QUESTIONS ON THE MATERIAL
1. Answer these questions about the forum thread on feeding aloe vera gel to a horse.
(a) What price does the first poster see for a litre bottle on the company's site?
(b) Since what year has impala been a distributor of Forever Living Products?
(c) How much gel per day does Pinkvboots believe her horse was given?
2. In the forum thread on feeding aloe vera gel to a horse, impala says the money back guarantee lets a buyer decide whether the gel is worth its cost. Using impala's own reasoning, explain why in one to three sentences.
3. Pick up the forum thread on feeding aloe vera gel to a horse at the point where it stops, and write the next part.

EXCERPTED TEXT
☆ ☆ ☆ ☆

# Forever Freedom Aloe Vera gel - how much to feed?



## algeredge (19 November 2012)

I've been searching for a mobility supplement to help ease stiffness in my horse and have heard lots of good things about this gel. I know it is for humans really, and someone on here suggested feeding 240ml per day until the first bottle had gone, then 120ml per day maintainance. 
Looking on their site it come in litre bottles for £28 - feeding at this rate would be really expensive! Is this right? Have you used it with good results for mobility?


----------



## trotter259 (19 November 2012)

Yep, that's right. I fed my lad on it for a month to help with ulcers.

If you become a seller, you get it at around £19 per bottle. I have a friend that is a Forever Living rep, she would take you on if you decide to become a rep.


----------



## oscarwild (19 November 2012)

Yeah that is right.  I have used it in the past for my old horse when he had gut issues.  It was expensive and I found it didnt help him after a couple of months so stopped using it.


----------



## algeredge (19 November 2012)

Thanks for your replies, not sure I would become a rep without even having tried it! I might give it a go, my boy has mild ulcers (confirmed by scope and had a course of treatement) and also stiffness/arthritis issues and he's only 12!


----------



## impala (19 November 2012)

I've been a distributor of Forever Living Products since 1998.  I use the Forever Freedom on my old mare and 2 of our old dogs.  I am absolutely convinced it helps them.  I think the really important point to make about all our products is they come with a 60 day full money back guarantee.  So you can use them for 60 days and if you don't see any improvement the person who sold it to you will give you all your money back, no quibbles.  So, if you were confident that it helped your horse would you feel it was worth the money?  The money back guarantee lets you find out the answer to this question with no financial risk.  If you still felt it was on the pricey side even if it worked then it's probably not worth trying.  Hope this helps.


----------



## algeredge (20 November 2012)

Thanks impala, thats interesting. Can you confirm that the feeding rate I've been told is right?Thanks


----------



## Pinkvboots (21 November 2012)

I was told to feed it to my horse when he had a virus, I am sure he had 60 mls a day and yes its very expensive he was only on it for two weeks thankfully.


----------



## impala (22 November 2012)

☆ ☆ ☆ ☆

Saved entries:
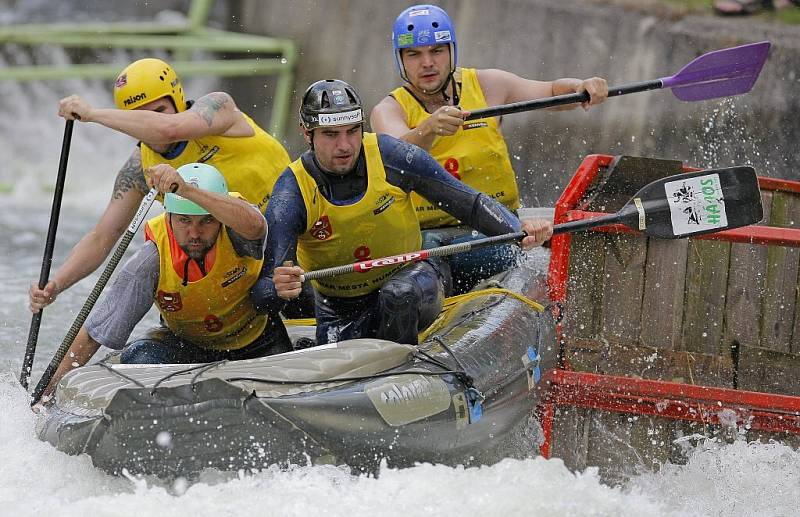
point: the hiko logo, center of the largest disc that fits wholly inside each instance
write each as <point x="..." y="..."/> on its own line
<point x="134" y="98"/>
<point x="340" y="119"/>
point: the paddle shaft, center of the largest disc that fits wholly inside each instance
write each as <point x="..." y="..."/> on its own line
<point x="147" y="202"/>
<point x="452" y="249"/>
<point x="560" y="100"/>
<point x="47" y="260"/>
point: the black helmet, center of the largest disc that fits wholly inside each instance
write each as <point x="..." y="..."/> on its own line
<point x="330" y="102"/>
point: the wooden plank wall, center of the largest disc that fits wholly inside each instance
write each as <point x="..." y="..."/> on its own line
<point x="727" y="314"/>
<point x="701" y="312"/>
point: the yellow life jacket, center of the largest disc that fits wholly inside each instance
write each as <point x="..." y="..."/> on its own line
<point x="214" y="312"/>
<point x="476" y="154"/>
<point x="380" y="224"/>
<point x="251" y="165"/>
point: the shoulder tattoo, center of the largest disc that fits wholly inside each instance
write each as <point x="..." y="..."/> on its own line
<point x="209" y="105"/>
<point x="130" y="176"/>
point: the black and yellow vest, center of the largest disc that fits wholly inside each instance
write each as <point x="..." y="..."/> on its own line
<point x="380" y="224"/>
<point x="476" y="154"/>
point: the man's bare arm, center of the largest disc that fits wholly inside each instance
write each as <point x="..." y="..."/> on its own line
<point x="388" y="117"/>
<point x="90" y="252"/>
<point x="212" y="114"/>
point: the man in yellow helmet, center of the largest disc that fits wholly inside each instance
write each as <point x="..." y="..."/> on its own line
<point x="201" y="258"/>
<point x="429" y="111"/>
<point x="151" y="107"/>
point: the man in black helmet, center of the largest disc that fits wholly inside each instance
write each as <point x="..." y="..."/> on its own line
<point x="347" y="199"/>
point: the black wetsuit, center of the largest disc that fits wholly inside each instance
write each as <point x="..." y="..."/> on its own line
<point x="412" y="298"/>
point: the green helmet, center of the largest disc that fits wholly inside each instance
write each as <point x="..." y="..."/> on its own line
<point x="202" y="176"/>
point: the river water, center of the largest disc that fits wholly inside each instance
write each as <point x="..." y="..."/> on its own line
<point x="35" y="479"/>
<point x="735" y="479"/>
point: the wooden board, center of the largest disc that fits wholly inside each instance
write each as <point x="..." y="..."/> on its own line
<point x="636" y="360"/>
<point x="745" y="292"/>
<point x="662" y="300"/>
<point x="584" y="285"/>
<point x="623" y="283"/>
<point x="779" y="308"/>
<point x="769" y="371"/>
<point x="704" y="303"/>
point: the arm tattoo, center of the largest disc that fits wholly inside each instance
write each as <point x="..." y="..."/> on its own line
<point x="130" y="176"/>
<point x="208" y="105"/>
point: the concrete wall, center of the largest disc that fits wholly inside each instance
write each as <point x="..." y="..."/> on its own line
<point x="546" y="39"/>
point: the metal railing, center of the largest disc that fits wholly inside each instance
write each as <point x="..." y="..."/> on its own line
<point x="266" y="55"/>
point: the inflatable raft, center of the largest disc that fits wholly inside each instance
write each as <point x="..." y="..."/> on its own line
<point x="454" y="399"/>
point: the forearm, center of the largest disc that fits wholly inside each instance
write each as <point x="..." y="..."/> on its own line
<point x="82" y="349"/>
<point x="144" y="125"/>
<point x="565" y="86"/>
<point x="421" y="136"/>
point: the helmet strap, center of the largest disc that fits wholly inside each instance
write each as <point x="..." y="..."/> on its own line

☆ ☆ ☆ ☆

ANSWERS PER TASK
1.
(a) £28
(b) 1998
(c) 60 ml

2. The products come with a 60 day full money back guarantee. A buyer can use the gel for 60 days and get all the money back if there is no improvement, so they can find out with no financial risk whether it helps enough to be worth the price.

3.
Yes, those are the correct amounts to feed.  If you are going to try it I would definitely advise giving the high dose to start with.  I know it's expensive but you are unlikely to see any real difference on a lower initial dose.  However, you might find that after time you can drop it down to slightly below the 120mls.  It's really a bit of trial and error.  The other supplement which I find has made a great difference to my 19 yr old mare who has ringbone and kissing spine is the Codlivine Joint Supplement.


----------



## ribbons (22 November 2012)

We are big fans of Forever living aloe Vera. Beware of cheaper brands, they often contain very little actual aloe. However those quantities are not necessary for maintenance. You can feed loads without doing any harm but depending on condition a loading dose of up to 250ml is advisable dropping to 120ml for second bottle. Thereafter 60ml daily for maintenance is perfectly adequate. I have been using it for myself and animals for many years it is brilliant but the doses are exagerated. I also became a rep to take advantage of the prices.


----------



## impala (22 November 2012)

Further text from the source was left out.